◆ Problem statement:
Please count the lines in the listing below that contain the string "trousers", where case matters, and reply with only that number.

◆ Source records:

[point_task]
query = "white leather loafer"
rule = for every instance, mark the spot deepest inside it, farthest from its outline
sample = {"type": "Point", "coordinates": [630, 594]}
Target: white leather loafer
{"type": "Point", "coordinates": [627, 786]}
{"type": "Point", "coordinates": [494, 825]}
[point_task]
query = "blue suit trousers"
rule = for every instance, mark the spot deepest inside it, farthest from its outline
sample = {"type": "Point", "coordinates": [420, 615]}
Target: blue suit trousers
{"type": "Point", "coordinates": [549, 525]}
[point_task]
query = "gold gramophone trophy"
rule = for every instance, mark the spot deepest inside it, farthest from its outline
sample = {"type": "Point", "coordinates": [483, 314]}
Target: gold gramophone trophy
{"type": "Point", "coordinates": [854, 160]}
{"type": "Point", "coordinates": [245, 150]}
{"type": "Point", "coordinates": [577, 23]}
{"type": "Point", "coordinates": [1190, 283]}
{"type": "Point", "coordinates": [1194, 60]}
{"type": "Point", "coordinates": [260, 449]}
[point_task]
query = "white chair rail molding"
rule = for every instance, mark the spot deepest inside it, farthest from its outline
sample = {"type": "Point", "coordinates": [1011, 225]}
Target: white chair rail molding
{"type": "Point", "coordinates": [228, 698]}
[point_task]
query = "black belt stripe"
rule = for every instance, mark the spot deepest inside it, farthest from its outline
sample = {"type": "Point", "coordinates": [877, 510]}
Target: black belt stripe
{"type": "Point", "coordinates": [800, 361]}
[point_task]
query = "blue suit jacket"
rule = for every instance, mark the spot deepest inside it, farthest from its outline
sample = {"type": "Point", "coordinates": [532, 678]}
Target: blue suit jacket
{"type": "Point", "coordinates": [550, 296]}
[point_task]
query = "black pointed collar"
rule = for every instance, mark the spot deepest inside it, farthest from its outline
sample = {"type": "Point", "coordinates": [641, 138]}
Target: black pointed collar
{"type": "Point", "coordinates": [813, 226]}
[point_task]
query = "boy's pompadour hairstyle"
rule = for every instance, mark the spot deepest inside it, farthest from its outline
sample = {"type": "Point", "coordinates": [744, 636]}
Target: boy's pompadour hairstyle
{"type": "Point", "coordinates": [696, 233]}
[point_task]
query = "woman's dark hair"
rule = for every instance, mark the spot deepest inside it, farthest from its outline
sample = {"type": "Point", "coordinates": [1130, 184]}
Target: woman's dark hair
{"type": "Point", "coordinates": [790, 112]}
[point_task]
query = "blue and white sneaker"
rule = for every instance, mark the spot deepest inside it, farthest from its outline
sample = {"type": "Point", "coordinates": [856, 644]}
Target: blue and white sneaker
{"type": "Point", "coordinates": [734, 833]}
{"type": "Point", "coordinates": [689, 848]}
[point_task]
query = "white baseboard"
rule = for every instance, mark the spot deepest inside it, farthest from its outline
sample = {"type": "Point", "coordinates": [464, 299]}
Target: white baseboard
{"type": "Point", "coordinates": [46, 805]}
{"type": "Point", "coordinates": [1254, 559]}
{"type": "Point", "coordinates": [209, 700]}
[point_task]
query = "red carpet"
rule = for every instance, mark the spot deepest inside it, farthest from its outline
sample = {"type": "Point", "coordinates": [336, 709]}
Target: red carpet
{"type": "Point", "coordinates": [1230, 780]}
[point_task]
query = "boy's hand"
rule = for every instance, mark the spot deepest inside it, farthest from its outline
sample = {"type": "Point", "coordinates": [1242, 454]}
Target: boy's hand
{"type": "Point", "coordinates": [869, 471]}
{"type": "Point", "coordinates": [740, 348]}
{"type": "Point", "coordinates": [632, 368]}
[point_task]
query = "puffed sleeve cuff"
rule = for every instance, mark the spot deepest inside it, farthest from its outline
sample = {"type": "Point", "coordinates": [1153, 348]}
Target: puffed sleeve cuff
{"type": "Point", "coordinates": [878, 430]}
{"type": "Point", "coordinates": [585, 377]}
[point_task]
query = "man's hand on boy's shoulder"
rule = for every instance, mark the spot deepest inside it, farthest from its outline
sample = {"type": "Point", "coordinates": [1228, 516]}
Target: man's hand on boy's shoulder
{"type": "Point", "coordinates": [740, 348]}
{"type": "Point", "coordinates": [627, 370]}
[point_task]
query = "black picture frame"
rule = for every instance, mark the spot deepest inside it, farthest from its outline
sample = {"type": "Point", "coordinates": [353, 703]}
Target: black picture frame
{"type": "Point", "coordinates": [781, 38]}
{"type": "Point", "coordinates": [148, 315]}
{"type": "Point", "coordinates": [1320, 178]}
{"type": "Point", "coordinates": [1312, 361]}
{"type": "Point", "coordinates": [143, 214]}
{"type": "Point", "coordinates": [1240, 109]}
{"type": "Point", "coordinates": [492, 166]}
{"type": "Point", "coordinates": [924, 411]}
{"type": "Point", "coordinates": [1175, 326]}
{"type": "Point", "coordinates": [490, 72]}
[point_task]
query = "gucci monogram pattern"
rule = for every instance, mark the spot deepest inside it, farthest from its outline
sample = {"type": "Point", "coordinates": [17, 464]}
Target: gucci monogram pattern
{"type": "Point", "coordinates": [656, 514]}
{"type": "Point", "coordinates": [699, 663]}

==

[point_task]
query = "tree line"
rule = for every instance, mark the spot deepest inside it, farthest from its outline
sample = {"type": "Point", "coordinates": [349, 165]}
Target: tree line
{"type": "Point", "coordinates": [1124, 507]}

◆ Solved problem:
2